▸ Stated task:
Select each line of the rows below that contains the word "ground", treating uppercase and lowercase as distinct, and copy every such line in full.

▸ Task material:
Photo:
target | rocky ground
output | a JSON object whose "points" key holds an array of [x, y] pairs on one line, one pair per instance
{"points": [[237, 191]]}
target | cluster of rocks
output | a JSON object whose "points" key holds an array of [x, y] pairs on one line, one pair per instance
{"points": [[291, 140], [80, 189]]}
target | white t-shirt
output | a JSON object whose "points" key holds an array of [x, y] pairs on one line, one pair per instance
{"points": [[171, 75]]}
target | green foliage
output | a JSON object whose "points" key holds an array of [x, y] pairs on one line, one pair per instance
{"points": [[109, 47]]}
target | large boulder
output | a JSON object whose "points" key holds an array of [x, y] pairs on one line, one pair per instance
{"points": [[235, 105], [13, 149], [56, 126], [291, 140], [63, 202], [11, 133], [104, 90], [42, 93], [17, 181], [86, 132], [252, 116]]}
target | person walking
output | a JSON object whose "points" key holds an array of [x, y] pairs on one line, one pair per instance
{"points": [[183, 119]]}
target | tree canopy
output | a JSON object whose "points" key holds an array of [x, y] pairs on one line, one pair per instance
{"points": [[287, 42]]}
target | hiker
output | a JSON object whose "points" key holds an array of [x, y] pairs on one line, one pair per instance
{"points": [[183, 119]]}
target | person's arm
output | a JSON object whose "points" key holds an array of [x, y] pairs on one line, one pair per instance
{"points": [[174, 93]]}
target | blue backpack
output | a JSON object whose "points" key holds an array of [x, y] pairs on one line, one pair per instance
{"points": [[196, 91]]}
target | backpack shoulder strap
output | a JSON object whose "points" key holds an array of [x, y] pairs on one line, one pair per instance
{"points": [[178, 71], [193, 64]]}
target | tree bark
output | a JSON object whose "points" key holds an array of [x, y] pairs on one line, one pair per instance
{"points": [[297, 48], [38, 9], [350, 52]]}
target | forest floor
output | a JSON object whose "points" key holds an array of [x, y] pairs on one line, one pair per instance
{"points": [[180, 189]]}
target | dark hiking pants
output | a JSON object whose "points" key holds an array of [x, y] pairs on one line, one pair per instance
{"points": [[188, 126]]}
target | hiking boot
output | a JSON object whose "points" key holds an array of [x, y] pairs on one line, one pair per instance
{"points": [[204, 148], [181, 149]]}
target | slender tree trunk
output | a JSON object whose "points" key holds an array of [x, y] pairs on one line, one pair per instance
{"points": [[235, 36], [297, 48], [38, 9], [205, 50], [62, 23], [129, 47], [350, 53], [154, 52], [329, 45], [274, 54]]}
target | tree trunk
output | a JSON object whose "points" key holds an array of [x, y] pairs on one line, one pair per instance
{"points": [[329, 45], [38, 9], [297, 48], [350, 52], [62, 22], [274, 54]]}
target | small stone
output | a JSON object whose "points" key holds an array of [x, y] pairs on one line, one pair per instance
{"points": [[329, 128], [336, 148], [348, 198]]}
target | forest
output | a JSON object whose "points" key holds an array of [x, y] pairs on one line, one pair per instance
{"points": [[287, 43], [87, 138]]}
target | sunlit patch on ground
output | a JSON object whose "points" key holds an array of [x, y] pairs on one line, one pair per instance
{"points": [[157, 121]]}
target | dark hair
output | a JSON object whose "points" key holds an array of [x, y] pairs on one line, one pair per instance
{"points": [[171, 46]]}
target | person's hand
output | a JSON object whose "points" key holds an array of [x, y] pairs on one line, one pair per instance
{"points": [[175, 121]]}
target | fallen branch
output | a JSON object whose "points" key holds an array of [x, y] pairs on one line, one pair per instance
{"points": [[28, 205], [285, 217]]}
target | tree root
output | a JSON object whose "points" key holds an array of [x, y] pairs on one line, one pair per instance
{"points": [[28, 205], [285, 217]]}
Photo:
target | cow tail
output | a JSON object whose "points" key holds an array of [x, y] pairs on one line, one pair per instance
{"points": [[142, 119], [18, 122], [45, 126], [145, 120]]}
...
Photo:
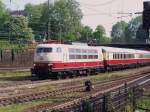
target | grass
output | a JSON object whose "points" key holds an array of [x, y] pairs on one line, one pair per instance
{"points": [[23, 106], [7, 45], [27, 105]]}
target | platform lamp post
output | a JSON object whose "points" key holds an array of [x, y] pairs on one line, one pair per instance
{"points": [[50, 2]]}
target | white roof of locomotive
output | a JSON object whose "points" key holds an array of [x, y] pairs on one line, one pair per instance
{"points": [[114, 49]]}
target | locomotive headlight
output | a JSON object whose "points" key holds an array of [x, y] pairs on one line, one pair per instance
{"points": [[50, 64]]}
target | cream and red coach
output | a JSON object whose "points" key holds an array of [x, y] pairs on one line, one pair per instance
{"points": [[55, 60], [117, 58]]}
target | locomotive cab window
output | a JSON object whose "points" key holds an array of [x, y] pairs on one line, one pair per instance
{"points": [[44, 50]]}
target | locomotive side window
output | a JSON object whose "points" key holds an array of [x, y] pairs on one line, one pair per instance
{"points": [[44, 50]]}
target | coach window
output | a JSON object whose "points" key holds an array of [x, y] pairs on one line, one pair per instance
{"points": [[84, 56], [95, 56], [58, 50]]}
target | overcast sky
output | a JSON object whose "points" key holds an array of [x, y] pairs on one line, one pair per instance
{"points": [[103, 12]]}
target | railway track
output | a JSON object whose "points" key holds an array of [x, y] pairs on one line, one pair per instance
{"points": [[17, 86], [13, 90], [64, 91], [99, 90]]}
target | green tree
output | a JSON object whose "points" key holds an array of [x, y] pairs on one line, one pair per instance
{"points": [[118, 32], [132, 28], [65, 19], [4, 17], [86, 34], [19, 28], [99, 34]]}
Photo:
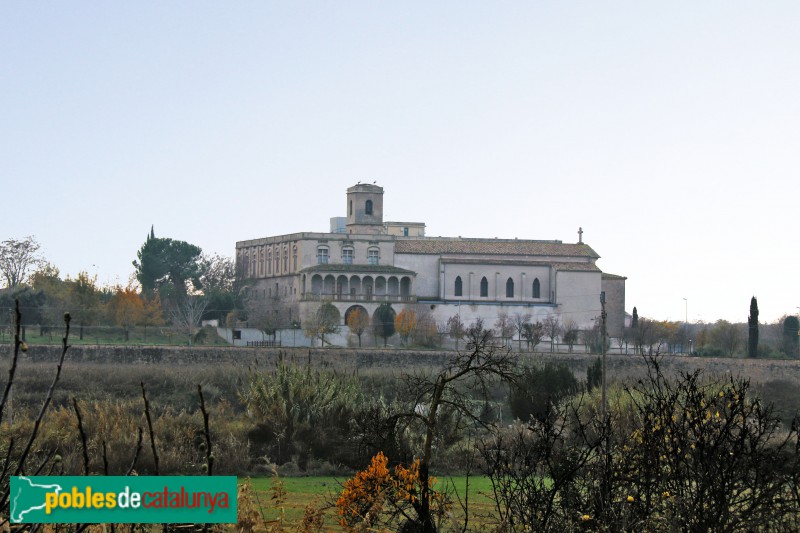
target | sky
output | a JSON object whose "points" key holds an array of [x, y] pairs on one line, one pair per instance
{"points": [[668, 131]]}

▸ Exercise output:
target | rocky ground
target | sunlit patch on ground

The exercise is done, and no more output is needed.